[start Source text]
I'll have more when there is more, and I know the equity futures markets like it -- it's admittedly less terrifying that letting Citi fail -- but so far I'm not impressed. ...

Yves Smith:

WSJ: US Agrees to Bail Out Citi (Updated): ...Note key element of the deal is that the Federal government will guarantee $300 billion of Citi assets, a much bigger number than had been leaked earlier, with a rather convoluted loss-sharing arrangement, but the bottom line is that Citi is at risk for at most $40 billion. Citi also gets a $20 billion equity injection, on slightly more onerous terms than the initial TARP investments, but still more favorable than Warren Buffett's investment in Goldman. Oh, and it appears there will be NO management changes.

I do not see how GM can be denied a rescue now (not that that outcome is really in doubt, merely how much pain will be inflicted on management and the UAW). ...

Update 12:50 AM: Bloomberg's story puts the bad asset program slightly higher, at $306 billion. ...
[end Source text]
> _Exercise requirements_
1. For each statement, say whether the text on the Citi bailout agrees, and support your answer with its exact deciding words. (a) The federal government will guarantee $300 billion of Citi assets. (b) The deal includes management changes at Citi. (c) The terms of Citi's $20 billion equity injection are still more favorable than Warren Buffett's investment in Goldman.
2. Set down word for word the part of the text on the Citi bailout that runs from "WSJ: US Agrees" down to "at $306 billion. ...".
The entries come from a separate source.
[start Extracted records]
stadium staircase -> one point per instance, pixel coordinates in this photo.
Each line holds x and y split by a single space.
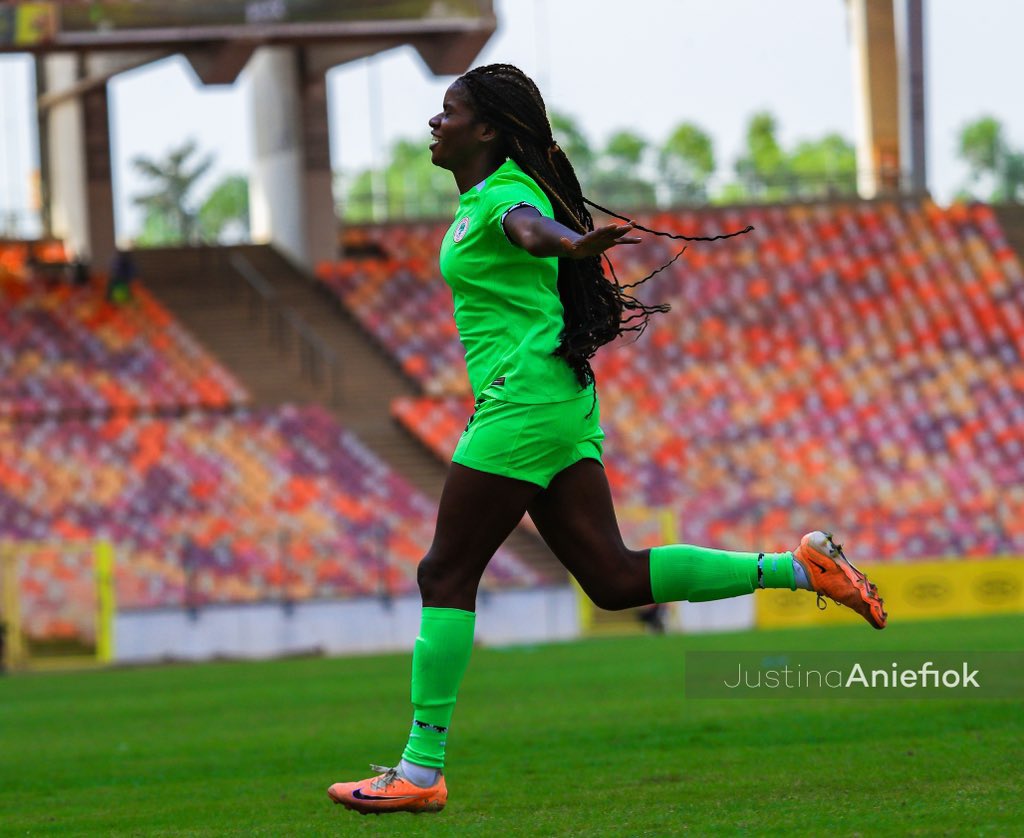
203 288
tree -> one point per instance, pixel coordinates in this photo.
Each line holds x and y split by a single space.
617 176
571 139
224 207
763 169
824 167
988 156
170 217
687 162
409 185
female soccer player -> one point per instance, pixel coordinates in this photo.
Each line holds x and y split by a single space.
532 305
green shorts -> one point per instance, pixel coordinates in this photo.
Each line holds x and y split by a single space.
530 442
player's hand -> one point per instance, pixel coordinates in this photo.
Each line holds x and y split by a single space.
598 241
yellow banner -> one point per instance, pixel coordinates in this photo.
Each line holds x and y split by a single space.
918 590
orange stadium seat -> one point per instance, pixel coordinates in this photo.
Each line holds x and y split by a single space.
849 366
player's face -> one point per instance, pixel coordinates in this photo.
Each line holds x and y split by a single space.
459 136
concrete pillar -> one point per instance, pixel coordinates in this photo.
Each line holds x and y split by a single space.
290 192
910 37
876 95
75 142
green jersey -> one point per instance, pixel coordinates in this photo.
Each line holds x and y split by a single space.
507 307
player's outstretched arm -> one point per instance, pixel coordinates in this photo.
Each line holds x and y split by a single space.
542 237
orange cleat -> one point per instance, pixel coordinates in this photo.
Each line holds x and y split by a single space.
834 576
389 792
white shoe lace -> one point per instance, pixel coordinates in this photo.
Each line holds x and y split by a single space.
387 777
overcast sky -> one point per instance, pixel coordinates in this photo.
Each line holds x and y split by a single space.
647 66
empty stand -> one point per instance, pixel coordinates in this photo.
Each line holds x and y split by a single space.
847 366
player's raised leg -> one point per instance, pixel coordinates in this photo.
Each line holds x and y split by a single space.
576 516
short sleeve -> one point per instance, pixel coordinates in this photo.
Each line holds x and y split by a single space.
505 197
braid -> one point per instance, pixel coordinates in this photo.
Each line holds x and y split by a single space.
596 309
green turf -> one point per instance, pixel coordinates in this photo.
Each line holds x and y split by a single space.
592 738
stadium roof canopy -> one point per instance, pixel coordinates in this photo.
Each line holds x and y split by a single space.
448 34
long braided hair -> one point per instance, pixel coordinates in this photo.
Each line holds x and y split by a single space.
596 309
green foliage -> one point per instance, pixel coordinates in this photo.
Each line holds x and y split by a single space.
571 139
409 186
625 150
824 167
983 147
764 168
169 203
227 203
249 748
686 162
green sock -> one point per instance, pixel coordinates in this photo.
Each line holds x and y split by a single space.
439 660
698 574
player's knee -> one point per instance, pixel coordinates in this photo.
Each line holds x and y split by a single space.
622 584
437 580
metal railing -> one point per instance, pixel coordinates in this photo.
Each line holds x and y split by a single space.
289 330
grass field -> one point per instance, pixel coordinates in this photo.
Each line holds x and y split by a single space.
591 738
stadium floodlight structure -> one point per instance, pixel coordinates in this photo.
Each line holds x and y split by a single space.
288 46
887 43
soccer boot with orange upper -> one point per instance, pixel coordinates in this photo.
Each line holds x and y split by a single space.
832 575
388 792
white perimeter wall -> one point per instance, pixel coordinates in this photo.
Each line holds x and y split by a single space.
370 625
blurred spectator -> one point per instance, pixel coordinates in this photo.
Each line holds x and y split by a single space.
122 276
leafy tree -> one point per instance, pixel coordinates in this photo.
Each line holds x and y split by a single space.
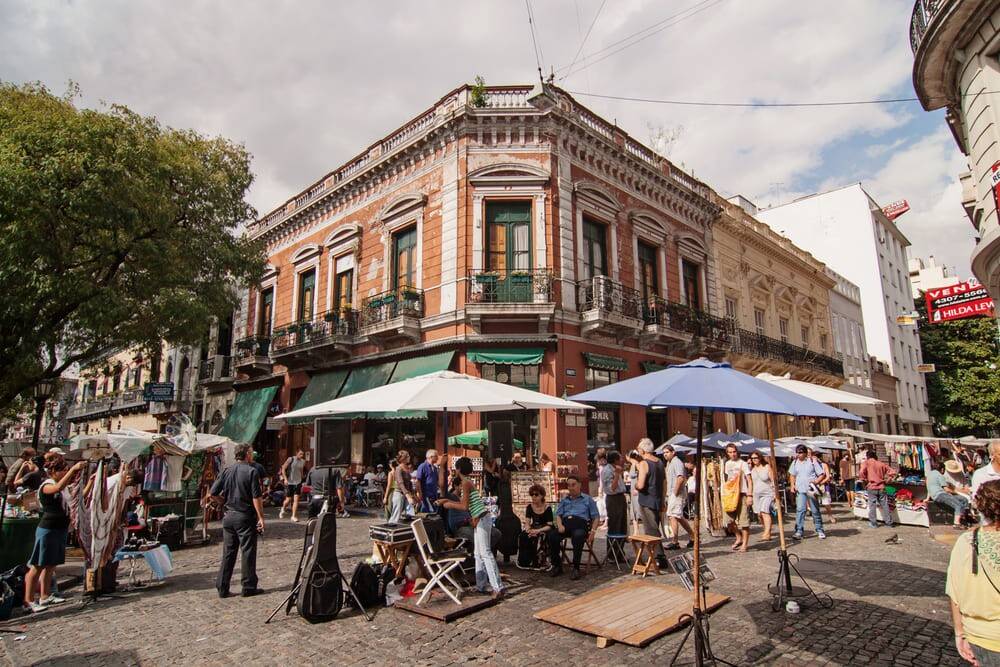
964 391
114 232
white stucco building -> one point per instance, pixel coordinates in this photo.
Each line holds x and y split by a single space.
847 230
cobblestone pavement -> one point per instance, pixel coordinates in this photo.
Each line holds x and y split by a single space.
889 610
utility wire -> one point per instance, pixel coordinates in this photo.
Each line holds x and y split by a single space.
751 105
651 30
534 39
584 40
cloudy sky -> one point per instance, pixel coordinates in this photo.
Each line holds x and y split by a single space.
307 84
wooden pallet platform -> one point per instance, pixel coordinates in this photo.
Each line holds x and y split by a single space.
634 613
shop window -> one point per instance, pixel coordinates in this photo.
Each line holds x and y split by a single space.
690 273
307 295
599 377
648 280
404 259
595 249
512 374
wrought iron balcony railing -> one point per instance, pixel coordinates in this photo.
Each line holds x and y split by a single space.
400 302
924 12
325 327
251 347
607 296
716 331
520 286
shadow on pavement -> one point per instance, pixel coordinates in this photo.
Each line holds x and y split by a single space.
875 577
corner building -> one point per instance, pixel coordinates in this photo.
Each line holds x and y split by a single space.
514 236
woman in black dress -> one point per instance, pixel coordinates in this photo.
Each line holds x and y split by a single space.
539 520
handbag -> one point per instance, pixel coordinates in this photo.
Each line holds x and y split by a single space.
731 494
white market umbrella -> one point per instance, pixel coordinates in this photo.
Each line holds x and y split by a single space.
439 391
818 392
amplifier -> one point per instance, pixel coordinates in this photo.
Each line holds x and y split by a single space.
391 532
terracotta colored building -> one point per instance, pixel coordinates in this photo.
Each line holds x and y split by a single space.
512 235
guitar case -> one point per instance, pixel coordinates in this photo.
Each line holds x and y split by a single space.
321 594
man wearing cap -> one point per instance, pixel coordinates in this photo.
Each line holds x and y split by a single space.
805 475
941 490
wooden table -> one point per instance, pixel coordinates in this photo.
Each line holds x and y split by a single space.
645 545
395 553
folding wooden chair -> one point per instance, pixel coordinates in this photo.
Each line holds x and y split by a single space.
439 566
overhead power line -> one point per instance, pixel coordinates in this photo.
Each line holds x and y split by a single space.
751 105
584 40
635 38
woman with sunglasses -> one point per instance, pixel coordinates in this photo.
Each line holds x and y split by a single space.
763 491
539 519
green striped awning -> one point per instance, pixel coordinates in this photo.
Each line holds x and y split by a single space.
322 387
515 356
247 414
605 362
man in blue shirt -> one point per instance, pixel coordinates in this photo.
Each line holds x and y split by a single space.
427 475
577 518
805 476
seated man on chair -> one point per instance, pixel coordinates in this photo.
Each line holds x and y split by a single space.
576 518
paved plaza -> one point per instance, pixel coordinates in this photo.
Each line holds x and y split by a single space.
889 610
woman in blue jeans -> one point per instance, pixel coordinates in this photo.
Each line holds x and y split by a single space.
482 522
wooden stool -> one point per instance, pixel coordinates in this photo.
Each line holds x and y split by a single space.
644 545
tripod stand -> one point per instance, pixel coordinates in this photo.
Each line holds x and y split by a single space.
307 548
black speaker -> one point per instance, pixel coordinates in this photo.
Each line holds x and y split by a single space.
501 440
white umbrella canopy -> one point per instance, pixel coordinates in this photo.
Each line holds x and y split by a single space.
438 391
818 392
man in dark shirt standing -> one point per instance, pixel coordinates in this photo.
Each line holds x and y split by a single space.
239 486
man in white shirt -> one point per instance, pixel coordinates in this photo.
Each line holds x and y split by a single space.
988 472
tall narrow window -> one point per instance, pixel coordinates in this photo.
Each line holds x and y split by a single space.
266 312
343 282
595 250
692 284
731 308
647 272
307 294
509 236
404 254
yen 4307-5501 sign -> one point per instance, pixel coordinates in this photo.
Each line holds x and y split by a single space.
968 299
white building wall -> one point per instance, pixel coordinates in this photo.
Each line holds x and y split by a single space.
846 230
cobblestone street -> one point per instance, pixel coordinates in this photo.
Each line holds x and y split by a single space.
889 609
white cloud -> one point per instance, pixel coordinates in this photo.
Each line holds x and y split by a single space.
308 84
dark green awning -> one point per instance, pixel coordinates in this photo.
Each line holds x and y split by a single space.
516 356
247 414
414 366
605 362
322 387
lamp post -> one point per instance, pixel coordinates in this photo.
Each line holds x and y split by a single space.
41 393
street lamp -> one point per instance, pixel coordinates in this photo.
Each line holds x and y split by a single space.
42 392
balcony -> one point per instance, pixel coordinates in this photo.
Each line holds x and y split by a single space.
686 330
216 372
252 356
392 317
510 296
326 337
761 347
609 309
[end Extracted records]
> _The answers_
1.
(a) Yes: "the Federal government will guarantee $300 billion of Citi assets"
(b) No: "it appears there will be NO management changes"
(c) Yes: "but still more favorable than Warren Buffett's investment in Goldman"

2.
WSJ: US Agrees to Bail Out Citi (Updated): ...Note key element of the deal is that the Federal government will guarantee $300 billion of Citi assets, a much bigger number than had been leaked earlier, with a rather convoluted loss-sharing arrangement, but the bottom line is that Citi is at risk for at most $40 billion. Citi also gets a $20 billion equity injection, on slightly more onerous terms than the initial TARP investments, but still more favorable than Warren Buffett's investment in Goldman. Oh, and it appears there will be NO management changes.

I do not see how GM can be denied a rescue now (not that that outcome is really in doubt, merely how much pain will be inflicted on management and the UAW). ...

Update 12:50 AM: Bloomberg's story puts the bad asset program slightly higher, at $306 billion. ...